What you are asked to do:
Return the data below exactly, but only from the line containing "Annotate each instance of the bare leg" through the line containing "Annotate each instance of the bare knee", with both of those lines included.

..............................

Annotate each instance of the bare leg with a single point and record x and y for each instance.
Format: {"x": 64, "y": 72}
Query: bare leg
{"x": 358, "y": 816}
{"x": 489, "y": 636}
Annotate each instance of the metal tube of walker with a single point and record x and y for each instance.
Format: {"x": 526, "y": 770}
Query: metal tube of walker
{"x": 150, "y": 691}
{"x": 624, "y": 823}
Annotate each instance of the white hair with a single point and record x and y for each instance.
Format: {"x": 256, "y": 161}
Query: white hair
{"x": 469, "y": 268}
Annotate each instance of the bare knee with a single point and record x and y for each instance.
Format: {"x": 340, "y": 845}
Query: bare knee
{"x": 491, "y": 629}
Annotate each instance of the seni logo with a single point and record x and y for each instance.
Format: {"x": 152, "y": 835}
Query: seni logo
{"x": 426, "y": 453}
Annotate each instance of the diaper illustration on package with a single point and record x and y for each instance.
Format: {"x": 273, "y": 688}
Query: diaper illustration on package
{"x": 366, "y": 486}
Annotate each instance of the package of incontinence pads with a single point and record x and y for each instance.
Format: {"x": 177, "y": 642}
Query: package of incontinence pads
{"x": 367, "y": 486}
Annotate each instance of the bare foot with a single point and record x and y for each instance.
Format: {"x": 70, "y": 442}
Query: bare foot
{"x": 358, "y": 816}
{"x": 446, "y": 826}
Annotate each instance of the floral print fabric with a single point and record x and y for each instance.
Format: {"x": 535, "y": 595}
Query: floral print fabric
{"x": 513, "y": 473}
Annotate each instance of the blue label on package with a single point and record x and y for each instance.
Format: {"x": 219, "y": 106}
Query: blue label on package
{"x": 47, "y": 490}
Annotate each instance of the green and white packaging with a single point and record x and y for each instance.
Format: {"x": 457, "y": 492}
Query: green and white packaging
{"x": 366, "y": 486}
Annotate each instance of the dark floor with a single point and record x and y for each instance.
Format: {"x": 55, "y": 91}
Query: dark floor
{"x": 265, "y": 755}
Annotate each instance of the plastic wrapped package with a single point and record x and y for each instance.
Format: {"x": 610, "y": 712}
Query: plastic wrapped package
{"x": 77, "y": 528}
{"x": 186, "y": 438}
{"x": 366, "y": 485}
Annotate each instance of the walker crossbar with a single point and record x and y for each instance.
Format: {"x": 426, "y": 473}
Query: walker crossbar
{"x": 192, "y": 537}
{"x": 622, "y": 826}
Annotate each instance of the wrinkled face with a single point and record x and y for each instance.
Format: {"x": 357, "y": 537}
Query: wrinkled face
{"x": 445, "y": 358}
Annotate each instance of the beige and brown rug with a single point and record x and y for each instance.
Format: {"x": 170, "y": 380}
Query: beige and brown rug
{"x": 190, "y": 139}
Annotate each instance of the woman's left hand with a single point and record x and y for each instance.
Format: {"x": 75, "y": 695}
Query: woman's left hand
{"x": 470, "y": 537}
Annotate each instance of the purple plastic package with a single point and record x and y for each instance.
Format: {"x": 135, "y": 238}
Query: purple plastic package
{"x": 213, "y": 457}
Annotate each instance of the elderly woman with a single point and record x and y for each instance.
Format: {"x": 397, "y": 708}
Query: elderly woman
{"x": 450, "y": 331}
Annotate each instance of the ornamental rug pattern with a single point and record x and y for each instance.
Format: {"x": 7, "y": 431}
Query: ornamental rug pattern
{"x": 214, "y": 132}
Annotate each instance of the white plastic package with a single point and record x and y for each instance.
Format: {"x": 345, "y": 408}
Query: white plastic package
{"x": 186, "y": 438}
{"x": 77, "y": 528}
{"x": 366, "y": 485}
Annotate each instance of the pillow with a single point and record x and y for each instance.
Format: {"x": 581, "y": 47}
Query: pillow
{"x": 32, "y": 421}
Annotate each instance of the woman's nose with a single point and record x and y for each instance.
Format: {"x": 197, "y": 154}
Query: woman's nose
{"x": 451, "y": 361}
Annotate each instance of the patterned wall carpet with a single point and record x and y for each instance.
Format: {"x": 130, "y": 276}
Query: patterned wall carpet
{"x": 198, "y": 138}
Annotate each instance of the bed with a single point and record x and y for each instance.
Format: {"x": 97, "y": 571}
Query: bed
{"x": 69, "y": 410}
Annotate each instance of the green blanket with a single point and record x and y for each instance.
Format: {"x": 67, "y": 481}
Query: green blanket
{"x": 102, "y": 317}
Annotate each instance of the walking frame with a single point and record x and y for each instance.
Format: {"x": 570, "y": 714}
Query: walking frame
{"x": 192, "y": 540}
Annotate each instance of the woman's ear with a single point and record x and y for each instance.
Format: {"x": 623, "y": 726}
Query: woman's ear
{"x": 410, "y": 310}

..............................

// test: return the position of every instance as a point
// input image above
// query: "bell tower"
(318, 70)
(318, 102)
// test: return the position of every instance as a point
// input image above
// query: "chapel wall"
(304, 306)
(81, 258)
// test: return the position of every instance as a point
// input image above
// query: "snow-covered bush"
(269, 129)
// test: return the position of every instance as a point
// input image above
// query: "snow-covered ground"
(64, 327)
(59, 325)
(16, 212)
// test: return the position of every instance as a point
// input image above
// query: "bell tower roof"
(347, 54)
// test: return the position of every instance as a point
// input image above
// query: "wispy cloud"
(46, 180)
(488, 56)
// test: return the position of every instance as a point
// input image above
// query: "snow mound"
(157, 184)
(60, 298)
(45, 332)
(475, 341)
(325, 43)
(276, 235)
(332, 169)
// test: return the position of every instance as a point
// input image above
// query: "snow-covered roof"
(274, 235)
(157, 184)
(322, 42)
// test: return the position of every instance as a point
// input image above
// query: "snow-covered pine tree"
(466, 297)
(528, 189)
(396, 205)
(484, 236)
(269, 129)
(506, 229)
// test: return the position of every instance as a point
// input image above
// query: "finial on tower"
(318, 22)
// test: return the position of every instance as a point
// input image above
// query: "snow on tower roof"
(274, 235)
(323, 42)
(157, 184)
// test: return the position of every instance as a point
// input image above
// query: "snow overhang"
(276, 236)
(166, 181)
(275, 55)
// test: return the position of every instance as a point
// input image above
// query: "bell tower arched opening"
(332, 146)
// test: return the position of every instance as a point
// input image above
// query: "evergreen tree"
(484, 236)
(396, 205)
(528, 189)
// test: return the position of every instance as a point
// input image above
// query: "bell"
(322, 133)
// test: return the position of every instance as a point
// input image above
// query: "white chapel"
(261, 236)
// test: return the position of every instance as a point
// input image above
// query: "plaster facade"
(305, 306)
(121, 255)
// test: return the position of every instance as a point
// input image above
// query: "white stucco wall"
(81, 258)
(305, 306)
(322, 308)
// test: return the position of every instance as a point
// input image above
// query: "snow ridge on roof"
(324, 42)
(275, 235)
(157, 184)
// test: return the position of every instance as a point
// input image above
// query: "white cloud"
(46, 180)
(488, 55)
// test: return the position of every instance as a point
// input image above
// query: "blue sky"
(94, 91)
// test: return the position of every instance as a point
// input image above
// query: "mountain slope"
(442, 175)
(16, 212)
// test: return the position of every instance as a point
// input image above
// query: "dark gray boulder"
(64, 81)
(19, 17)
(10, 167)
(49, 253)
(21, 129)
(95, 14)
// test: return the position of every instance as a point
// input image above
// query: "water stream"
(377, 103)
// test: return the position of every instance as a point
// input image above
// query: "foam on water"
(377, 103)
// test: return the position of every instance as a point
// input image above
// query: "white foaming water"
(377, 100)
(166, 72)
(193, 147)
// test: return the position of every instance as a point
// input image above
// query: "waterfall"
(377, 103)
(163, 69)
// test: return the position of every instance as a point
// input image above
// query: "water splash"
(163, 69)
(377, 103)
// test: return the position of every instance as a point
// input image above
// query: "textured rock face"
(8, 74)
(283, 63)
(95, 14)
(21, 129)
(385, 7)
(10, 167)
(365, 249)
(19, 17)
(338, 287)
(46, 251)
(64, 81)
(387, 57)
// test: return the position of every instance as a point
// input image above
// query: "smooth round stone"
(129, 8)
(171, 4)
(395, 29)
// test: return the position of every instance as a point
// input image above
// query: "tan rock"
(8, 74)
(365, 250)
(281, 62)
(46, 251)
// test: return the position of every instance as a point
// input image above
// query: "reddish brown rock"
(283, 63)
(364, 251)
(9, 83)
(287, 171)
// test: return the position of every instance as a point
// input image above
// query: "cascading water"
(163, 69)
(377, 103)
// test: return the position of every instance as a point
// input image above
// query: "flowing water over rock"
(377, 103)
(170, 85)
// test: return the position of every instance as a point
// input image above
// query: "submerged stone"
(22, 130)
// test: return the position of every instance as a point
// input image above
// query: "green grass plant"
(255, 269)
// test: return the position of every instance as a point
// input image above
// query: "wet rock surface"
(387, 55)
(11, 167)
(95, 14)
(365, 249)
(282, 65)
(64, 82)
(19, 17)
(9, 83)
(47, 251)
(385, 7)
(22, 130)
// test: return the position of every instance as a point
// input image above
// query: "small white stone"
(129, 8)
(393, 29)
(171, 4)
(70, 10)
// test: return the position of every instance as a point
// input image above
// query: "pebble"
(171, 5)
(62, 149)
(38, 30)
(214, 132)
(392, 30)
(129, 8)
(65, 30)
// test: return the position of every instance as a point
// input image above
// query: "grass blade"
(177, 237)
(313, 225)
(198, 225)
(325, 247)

..............................

Exercise solution:
Annotate each instance of the bare leg with a single point and record x and y for each instance.
Format: {"x": 64, "y": 72}
Query: bare leg
{"x": 358, "y": 816}
{"x": 489, "y": 636}
Annotate each instance of the metal tube of walker with a single point and record x and y for each instance.
Format: {"x": 526, "y": 770}
Query: metal tube of walker
{"x": 150, "y": 691}
{"x": 624, "y": 823}
Annotate each instance of the white hair with a single point and record x and y for each instance.
Format: {"x": 256, "y": 161}
Query: white hair
{"x": 469, "y": 268}
Annotate each instance of the bare knee with a single point and record x and y for each instance.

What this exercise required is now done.